From 1978 until 1981, under President Jimmy Carter's administration, the lead agency for the NRHP was the Heritage Conservation and Recreation Service (HCRS) within the United States Department of the Interior. The National Park Service's brief period without the Register under its auspices began in the summer of 1978 when the separation between the two directorates established in 1973 became more pronounced. Secretary of the Interior Cecil D. Andrus transferred authority over the Assistant Directorate for Archeology and Historic Preservation, which included the National Register of Historic Places, to the new Heritage Conservation and Recreation Service.

HCRS' time at the head of, essentially, all programs dealing with historic preservation formerly under the National Park Service, Bureau of Outdoor Recreation (BOR) and the National Historic Landmarks Program, was tumultuous. Carter brought in administrator Chris T. Delaporte, former head of the BOR, to lead the upstart HCRS, his assertive management style and lack of experience in historic preservation further separated state and federal entities on the topic and touched off protest from the states.

When James G. Watt was appointed to the Interior post by Ronald Reagan among his first moves was to abolish the HCRS. This move transferred the divisions under its control, then under the leadership of Jerry L. Rogers, back to the National Park Service.

==Second reorganization==
In February 1983 the two assistant directorates, created in 1973, were merged to promote efficiency and recognize that the cultural resource programs associated with both directorates were interdependent. Rogers, described as a skilled administrator who was sensitive to the need for the NPS to work with SHPO, academia and local governments, was picked to lead this newly merged associate directorate. When the NPS had reorganized in the mid-1960s it had eliminated the positions of regional historians and chosen instead to merge those positions into Utley's Washington office. The 1983 reorganization of the directorates in control of Register activities represented a return to the organization pre-MISSION 66.

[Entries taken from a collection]

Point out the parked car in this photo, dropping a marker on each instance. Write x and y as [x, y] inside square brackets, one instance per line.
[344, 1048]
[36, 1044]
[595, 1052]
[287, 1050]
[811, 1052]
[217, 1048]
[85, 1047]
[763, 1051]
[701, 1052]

[TASK INSTRUCTIONS]:
(1) From the National Register passage, quote word for word the part that begins at "HCRS' time at" and stops after "from the states.".
(2) For each statement below, say yes or no to whether it agrees with the National Register passage, and quote the words of the passage that decide it. (a) Cecil D. Andrus moved authority over the National Register of Historic Places to the Heritage Conservation and Recreation Service. (b) Chris T. Delaporte came to the HCRS with extensive experience in historic preservation. (c) The two assistant directorates created in 1973 were merged in February 1983.

[RESPONSES TO THE TASKS]:
(1)
HCRS' time at the head of, essentially, all programs dealing with historic preservation formerly under the National Park Service, Bureau of Outdoor Recreation (BOR) and the National Historic Landmarks Program, was tumultuous. Carter brought in administrator Chris T. Delaporte, former head of the BOR, to lead the upstart HCRS, his assertive management style and lack of experience in historic preservation further separated state and federal entities on the topic and touched off protest from the states.

(2)
(a) Yes: "Secretary of the Interior Cecil D. Andrus transferred authority over the Assistant Directorate for Archeology and Historic Preservation, which included the National Register of Historic Places, to the new Heritage Conservation and Recreation Service."
(b) No: "his assertive management style and lack of experience in historic preservation further separated state and federal entities on the topic"
(c) Yes: "In February 1983 the two assistant directorates, created in 1973, were merged"